Ganz anders sieht es auf der anderen Seite aus. Harald Zahrte, der Bürgermeister der Samtgemeinde Land Hadeln, zu der Otterndorf gehört, ist selbst nach Leipzig gereist, um seine Vorbehalte gegen die Elbvertiefung vorzutragen. Otterndorfs Bürgermeister Thomas Bullwinkel und Cuxhavens Erste Stadträtin Andrea Pospich sind da. Zahlreiche Fischer und ihre Anwälte auch – und alle sind gut vorbereitet.

Ist die Deichsicherheit gefährdet?

Aber sind auch alle wirklich klageberechtigt? „Wir haben da einige Zweifel“, sagt der Vorsitzende Richter ­Andreas Korbmacher und meint damit die beiden klagenden Kommunen. Die Stadt Cuxhaven befürchtet, dass durch die Elbvertiefung die Verschlickung der Wattflächen an ihren Stränden zunimmt und dass Tourismus und Fremdenverkehr darunter leiden. „Dann würde Cuxhaven eine der Haupteinnahmequellen wegbrechen, nämlich der Tourismus“, sagt ein Anwalt der Kläger.

„Aber die Wattflächen gehören nicht der Gemeinde, und sie werden auch nicht durch Einrichtungen der Gemeinde direkt genutzt“, erwidert Richter Korbmacher und schaut den Anwalt stirnrunzelnd an. Ähnlich lauten die Bedenken des Gerichts gegen die Klage Otterndorfs. Dort sorgt man sich, dass durch die Elbvertiefung die Hochwassergefahr wächst und die Deichsicherheit gefährdet ist.

Keine Entscheidung des Gerichts

„Aber die Deichsicherheit liegt nicht im Gemeinderecht. Das ist Aufgabe der Deichverbände, die eigenes Klagerecht haben, aber davon in diesem Verfahren keinen Gebrauch machen“, entgegnet Korbmacher. „Wie gesagt, wir haben unsere Zweifel.“ Eine Entscheidung fällt das Gericht zu diesem Zeitpunkt aber nicht.

-=-=-=-=-

§ ARBEITSAUFTRAG
Ersetze im Quellauszug „Leipzig“ durch „Hamburg“ und gib den Abschnitt von „Ganz anders sieht“ bis einschließlich „sind gut vorbereitet.“ mit dieser Änderung wieder.

-=-=-=-=-

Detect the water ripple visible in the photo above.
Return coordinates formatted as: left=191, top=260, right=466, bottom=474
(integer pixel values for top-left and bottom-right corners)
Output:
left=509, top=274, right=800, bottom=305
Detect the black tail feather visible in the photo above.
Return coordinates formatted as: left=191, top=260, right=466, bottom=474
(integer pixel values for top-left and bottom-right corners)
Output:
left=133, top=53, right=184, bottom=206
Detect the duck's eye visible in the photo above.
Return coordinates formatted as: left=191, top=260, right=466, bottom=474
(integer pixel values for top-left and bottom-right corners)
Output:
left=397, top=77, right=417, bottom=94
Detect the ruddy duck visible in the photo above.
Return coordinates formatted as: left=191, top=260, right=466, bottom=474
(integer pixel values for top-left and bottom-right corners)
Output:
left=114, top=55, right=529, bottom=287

-=-=-=-=-

§ LÖSUNG DER AUFGABE
Ganz anders sieht es auf der anderen Seite aus. Harald Zahrte, der Bürgermeister der Samtgemeinde Land Hadeln, zu der Otterndorf gehört, ist selbst nach Hamburg gereist, um seine Vorbehalte gegen die Elbvertiefung vorzutragen. Otterndorfs Bürgermeister Thomas Bullwinkel und Cuxhavens Erste Stadträtin Andrea Pospich sind da. Zahlreiche Fischer und ihre Anwälte auch – und alle sind gut vorbereitet.